_Activities:_
#1 Summarize the playroom account below in two sentences.
#2 In the playroom account below, what name did the three-year-old boy use for the ladies with the pink smocks?
#3 Translate this sentence from the playroom account below into Spanish: "He forgets his pain and separation from the family."

_Page extract:_
----

Our aim is to distract the children, and by distracting them, to pass an enjoyable moment together. We offer them games, a variety of activities, painting, reading a story, etc. It’s a moment that the families appreciate, because the parents (who are present also at night) can breathe a little, go for a coffee, go out … Often they join in our games and activities and you can hear bursts of laughter from afar ….. the medical and nursing staff, always attentive, cast an eye : “You look as if you are enjoying yourselves.”
Working with sick children calls for sensitivity, discretion, calm, gentleness. We take the time to get to know each other. I don’t impose myself, I don’t intervene in the work of the carers, but I ensure that the child is comfortable, I take care of him or her, of his body and his well-being.
I know nothing about the illness of the child or the young adolescent, I don’t ask any questions on this subject. If I learn something or if the parents talk to me, I maintain confidentiality.
The child has to feel confident; sometimes we have to calm his tears and reassure him. It’s easier in the presence of other children who are playing happily. Caught up in play, making an object, the child is totally absorbed in his activity. He forgets his pain and separation from the family. He has a great capacity to live the present moment.
The playroom comes alive after nap time. During an activity, one or the other will speak about her school, his friends, home … their cat or dog. Self expression becomes dialogue with others and they become partners. Sometimes the children wait for us with great impatience from one day to the next. A small boy, three years old, asked at the beginning of the afternoon : “When are the “roses” coming back?” (the ladies with the pink smocks!). He had made me a drawing which he handed to me with a big smile : “Here, that’s for you.”

----

_Dataset:_
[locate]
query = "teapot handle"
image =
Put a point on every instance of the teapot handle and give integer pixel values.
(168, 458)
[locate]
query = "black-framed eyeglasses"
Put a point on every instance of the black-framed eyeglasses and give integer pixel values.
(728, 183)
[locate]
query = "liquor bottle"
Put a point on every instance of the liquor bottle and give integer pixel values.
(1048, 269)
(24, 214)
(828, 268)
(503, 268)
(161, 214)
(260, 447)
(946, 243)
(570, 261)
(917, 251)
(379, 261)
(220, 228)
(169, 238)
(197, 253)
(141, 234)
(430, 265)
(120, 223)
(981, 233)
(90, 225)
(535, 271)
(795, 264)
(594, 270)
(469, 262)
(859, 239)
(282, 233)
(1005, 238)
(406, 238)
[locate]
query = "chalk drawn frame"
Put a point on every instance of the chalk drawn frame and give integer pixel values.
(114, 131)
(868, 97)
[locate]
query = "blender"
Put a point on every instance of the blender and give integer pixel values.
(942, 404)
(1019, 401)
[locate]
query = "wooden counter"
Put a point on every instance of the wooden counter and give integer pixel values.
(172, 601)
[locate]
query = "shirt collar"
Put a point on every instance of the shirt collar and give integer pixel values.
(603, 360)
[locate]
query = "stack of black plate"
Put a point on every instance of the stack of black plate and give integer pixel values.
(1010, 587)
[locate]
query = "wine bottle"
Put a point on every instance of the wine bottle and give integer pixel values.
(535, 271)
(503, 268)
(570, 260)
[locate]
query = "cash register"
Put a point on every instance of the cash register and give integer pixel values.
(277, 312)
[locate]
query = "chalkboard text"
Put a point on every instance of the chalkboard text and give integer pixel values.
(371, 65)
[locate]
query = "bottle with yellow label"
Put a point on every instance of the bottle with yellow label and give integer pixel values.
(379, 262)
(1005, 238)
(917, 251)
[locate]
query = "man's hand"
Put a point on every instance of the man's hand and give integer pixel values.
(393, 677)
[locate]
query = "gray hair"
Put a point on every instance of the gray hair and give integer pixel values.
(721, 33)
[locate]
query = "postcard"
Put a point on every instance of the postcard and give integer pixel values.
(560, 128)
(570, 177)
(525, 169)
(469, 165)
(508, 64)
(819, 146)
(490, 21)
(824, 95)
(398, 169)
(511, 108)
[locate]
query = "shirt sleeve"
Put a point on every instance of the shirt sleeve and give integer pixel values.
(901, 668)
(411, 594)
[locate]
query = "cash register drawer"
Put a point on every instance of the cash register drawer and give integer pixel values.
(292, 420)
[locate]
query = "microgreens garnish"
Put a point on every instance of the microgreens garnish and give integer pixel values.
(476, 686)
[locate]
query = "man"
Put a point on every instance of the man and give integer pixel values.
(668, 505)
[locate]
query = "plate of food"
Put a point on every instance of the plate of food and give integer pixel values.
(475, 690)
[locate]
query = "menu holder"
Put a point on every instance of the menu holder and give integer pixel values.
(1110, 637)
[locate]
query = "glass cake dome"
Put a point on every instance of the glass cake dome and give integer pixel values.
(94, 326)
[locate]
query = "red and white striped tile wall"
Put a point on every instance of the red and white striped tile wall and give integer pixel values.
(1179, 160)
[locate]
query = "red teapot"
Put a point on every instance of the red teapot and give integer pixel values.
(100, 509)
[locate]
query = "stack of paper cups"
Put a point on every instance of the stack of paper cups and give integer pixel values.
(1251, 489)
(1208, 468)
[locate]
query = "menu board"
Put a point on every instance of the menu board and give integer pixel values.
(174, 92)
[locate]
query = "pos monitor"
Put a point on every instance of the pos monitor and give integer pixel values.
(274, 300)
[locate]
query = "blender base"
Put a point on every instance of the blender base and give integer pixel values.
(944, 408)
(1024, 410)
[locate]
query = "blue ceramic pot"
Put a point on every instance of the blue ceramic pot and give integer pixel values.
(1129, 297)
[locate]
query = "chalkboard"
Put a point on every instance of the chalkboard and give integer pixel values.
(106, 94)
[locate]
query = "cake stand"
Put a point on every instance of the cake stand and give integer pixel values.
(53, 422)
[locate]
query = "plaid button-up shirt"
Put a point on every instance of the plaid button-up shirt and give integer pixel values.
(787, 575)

----

_Results:_
#1 The writer and others distract sick children with games, painting, stories and other activities, which lets the parents breathe a little, while the writer stays out of the carers' work and keeps anything learned about a child's illness confidential. Absorbed in play, the children forget their pain and separation from their families, talk about school, friends, home and pets, and sometimes wait impatiently for the visitors to return.

#2 He called them the "roses."

#3 Olvida su dolor y la separación de la familia.